About this exercise =
Copy out the entries below, switching every "positive clicks" to "foreground clicks" and leaving everything else unchanged.

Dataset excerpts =
────────────────
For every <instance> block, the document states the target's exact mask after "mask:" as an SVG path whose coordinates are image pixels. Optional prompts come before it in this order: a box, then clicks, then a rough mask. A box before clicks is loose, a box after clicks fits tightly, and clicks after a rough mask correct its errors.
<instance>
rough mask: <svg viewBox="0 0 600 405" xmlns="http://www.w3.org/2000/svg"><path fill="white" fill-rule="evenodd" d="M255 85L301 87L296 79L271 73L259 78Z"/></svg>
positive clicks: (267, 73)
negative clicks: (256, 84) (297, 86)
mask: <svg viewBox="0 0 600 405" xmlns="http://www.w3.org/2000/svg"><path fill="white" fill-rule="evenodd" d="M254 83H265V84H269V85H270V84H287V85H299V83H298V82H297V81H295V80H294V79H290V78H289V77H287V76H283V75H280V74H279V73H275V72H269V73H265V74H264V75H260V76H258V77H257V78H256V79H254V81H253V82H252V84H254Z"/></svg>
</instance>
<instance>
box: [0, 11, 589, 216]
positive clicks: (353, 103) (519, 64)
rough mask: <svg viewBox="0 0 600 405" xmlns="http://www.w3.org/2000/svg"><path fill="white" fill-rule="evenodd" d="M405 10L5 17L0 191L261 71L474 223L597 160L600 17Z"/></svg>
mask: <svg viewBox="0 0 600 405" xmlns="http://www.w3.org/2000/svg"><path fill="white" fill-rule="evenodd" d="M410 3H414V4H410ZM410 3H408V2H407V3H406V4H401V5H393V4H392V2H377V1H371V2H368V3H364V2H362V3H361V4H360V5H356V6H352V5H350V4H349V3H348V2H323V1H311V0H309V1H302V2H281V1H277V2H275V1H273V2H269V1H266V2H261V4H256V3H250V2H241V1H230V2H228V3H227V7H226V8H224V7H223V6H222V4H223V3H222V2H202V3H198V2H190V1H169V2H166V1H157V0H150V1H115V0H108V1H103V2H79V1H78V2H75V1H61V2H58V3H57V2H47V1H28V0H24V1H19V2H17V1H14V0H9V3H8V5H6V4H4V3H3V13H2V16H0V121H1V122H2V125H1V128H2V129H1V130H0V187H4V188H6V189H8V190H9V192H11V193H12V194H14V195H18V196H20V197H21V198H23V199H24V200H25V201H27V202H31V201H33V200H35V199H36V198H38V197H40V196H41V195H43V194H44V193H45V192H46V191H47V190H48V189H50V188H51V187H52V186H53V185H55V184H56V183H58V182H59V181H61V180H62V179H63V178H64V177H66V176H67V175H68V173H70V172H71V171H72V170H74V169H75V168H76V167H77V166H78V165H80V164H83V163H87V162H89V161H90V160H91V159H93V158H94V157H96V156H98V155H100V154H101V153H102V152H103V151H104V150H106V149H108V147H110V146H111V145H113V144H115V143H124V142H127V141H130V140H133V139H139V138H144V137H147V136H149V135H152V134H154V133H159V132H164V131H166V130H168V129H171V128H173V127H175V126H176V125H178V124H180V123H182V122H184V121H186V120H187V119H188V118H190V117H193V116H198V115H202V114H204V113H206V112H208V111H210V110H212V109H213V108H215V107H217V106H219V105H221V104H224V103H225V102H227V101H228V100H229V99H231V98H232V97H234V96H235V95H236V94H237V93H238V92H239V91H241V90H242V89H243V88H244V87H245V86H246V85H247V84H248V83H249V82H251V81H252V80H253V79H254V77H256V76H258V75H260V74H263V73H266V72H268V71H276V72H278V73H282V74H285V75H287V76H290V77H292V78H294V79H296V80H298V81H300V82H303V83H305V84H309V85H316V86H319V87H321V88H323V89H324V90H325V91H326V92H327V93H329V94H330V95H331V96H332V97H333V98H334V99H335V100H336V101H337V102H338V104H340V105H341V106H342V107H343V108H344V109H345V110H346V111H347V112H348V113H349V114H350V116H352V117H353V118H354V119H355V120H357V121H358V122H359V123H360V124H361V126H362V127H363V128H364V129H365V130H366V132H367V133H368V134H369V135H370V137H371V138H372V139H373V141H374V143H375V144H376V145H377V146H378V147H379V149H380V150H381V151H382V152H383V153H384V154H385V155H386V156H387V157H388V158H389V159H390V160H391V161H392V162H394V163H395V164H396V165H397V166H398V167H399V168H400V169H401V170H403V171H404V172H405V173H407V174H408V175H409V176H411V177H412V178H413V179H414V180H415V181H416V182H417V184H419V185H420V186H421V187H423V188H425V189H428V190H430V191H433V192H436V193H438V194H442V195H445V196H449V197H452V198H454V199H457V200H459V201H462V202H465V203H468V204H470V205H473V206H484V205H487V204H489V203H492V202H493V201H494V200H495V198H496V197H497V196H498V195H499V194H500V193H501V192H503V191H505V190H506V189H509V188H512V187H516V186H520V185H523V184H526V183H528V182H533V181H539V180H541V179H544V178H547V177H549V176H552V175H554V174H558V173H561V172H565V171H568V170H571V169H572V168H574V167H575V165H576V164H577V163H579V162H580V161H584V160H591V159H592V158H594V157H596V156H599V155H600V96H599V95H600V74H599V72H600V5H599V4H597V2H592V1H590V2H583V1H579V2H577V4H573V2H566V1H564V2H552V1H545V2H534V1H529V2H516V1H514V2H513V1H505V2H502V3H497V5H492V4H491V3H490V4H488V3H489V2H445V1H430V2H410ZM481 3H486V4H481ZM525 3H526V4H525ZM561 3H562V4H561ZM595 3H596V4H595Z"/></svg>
────────────────
Solution to this problem =
For every <instance> block, the document states the target's exact mask after "mask:" as an SVG path whose coordinates are image pixels. Optional prompts come before it in this order: a box, then clicks, then a rough mask. A box before clicks is loose, a box after clicks fits tightly, and clicks after a rough mask correct its errors.
<instance>
rough mask: <svg viewBox="0 0 600 405" xmlns="http://www.w3.org/2000/svg"><path fill="white" fill-rule="evenodd" d="M255 85L301 87L296 79L271 73L259 78Z"/></svg>
foreground clicks: (267, 73)
negative clicks: (256, 84) (297, 86)
mask: <svg viewBox="0 0 600 405" xmlns="http://www.w3.org/2000/svg"><path fill="white" fill-rule="evenodd" d="M254 83H265V84H269V85H270V84H287V85H299V83H298V82H297V81H295V80H294V79H290V78H289V77H287V76H283V75H280V74H279V73H275V72H269V73H265V74H264V75H260V76H258V77H257V78H256V79H254V81H253V82H252V84H254Z"/></svg>
</instance>
<instance>
box: [0, 11, 589, 216]
foreground clicks: (353, 103) (519, 64)
rough mask: <svg viewBox="0 0 600 405" xmlns="http://www.w3.org/2000/svg"><path fill="white" fill-rule="evenodd" d="M405 10L5 17L0 191L261 71L474 223L597 160L600 17Z"/></svg>
mask: <svg viewBox="0 0 600 405" xmlns="http://www.w3.org/2000/svg"><path fill="white" fill-rule="evenodd" d="M410 3H414V4H410ZM410 3H408V2H407V3H406V4H401V5H393V4H392V2H377V1H371V2H368V3H364V2H362V3H361V4H360V5H356V6H352V5H350V4H349V3H348V2H323V1H311V0H309V1H302V2H281V1H277V2H275V1H273V2H269V1H266V2H261V4H256V3H250V2H241V1H230V2H228V3H227V7H226V8H224V7H223V6H222V4H223V3H222V2H202V3H198V2H190V1H169V2H166V1H157V0H150V1H115V0H108V1H103V2H79V1H78V2H75V1H61V2H58V3H57V2H47V1H28V0H24V1H19V2H17V1H14V0H9V3H8V5H6V4H4V3H3V13H2V16H0V121H1V122H2V125H1V128H2V129H1V130H0V187H4V188H6V189H8V190H9V192H11V193H12V194H14V195H18V196H20V197H21V198H23V199H24V200H25V201H27V202H31V201H33V200H35V199H36V198H38V197H40V196H41V195H43V194H44V193H45V192H46V191H47V190H48V189H50V188H51V187H52V186H53V185H55V184H56V183H58V182H59V181H61V180H62V179H63V178H64V177H66V176H67V175H68V173H70V172H71V171H72V170H74V169H75V168H76V167H77V166H78V165H80V164H83V163H87V162H89V161H90V160H91V159H93V158H94V157H96V156H98V155H100V154H101V153H102V152H103V151H104V150H106V149H108V147H110V146H111V145H113V144H115V143H124V142H127V141H130V140H133V139H139V138H144V137H147V136H149V135H152V134H154V133H159V132H164V131H166V130H168V129H171V128H173V127H175V126H176V125H178V124H180V123H182V122H184V121H186V120H187V119H188V118H190V117H193V116H198V115H202V114H204V113H206V112H208V111H210V110H212V109H213V108H215V107H217V106H219V105H221V104H224V103H225V102H227V101H228V100H229V99H231V98H232V97H234V96H235V95H236V94H237V93H238V92H239V91H241V90H242V89H243V88H244V87H245V86H246V85H247V84H248V83H249V82H251V81H252V80H253V79H254V77H256V76H258V75H260V74H263V73H266V72H268V71H276V72H278V73H282V74H285V75H287V76H290V77H292V78H294V79H296V80H298V81H300V82H303V83H305V84H309V85H316V86H319V87H321V88H323V89H324V90H325V91H326V92H327V93H329V94H330V95H331V96H332V97H333V98H334V99H335V100H336V101H337V102H338V104H340V105H341V106H342V107H343V108H344V109H345V110H346V111H347V112H348V113H349V114H350V116H352V117H353V118H354V119H355V120H357V121H358V122H359V123H360V124H361V126H362V127H363V128H364V129H365V130H366V132H367V133H368V134H369V135H370V137H371V138H372V139H373V141H374V143H375V144H376V145H377V146H378V147H379V149H380V150H381V151H382V152H383V153H384V154H385V155H386V156H387V157H388V158H389V159H390V160H391V161H392V162H394V163H395V164H396V165H397V166H398V167H399V168H400V169H401V170H403V171H404V172H405V173H407V174H408V175H409V176H411V177H412V178H413V179H414V180H415V181H416V182H417V184H419V185H420V186H421V187H423V188H425V189H428V190H430V191H433V192H436V193H438V194H442V195H445V196H449V197H452V198H454V199H457V200H459V201H462V202H465V203H468V204H470V205H473V206H484V205H487V204H489V203H492V202H493V201H494V200H495V198H496V197H497V196H498V195H499V194H500V193H501V192H503V191H505V190H506V189H509V188H512V187H516V186H520V185H523V184H526V183H528V182H533V181H539V180H541V179H544V178H547V177H549V176H552V175H554V174H558V173H561V172H565V171H568V170H571V169H572V168H574V167H575V165H576V164H577V163H579V162H580V161H584V160H591V159H592V158H594V157H596V156H599V155H600V96H599V95H600V74H599V72H600V5H599V4H597V2H592V1H590V2H583V1H579V2H577V4H573V2H566V1H564V2H552V1H545V2H534V1H529V2H516V1H514V2H513V1H505V2H502V3H497V5H492V4H491V3H490V4H488V3H489V2H445V1H430V2H410ZM481 3H486V4H481ZM525 3H526V4H525ZM561 3H562V4H561ZM595 3H596V4H595Z"/></svg>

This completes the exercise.